··· Task input

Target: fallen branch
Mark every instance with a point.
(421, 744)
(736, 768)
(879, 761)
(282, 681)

······
··· Task input

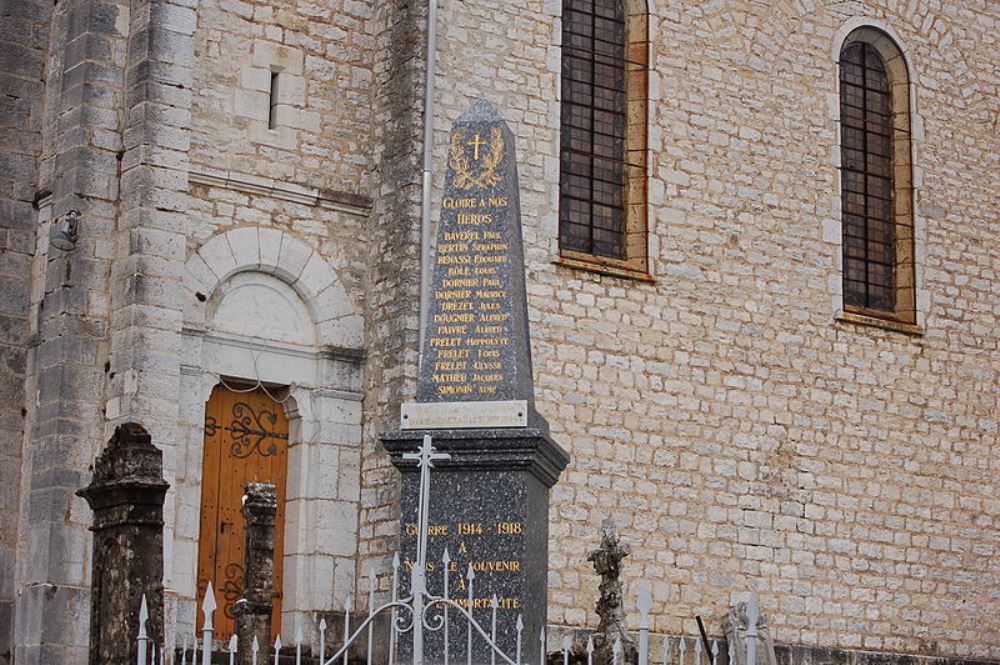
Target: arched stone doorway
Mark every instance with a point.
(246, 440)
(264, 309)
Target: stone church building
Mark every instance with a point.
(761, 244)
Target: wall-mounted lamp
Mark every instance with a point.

······
··· Task input

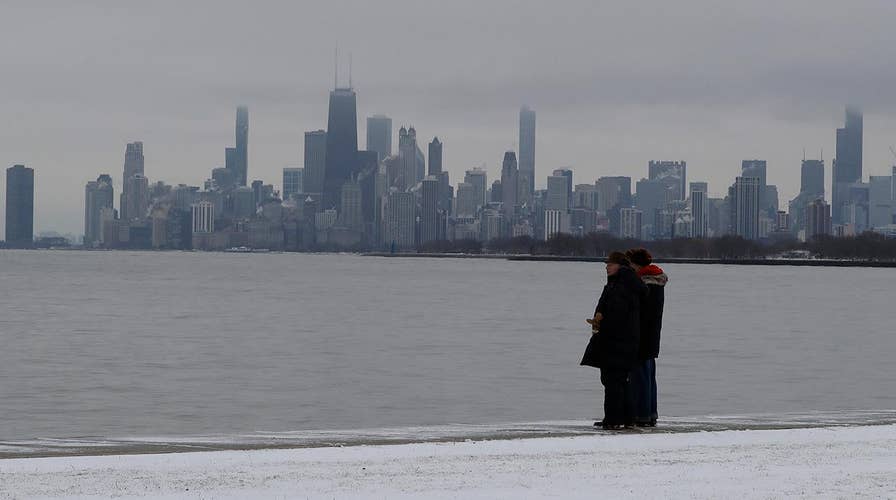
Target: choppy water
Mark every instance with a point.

······

- What this task involves
How many lines in the records above contain the word "stone"? Reply with the number alone.

- Solved exercise
2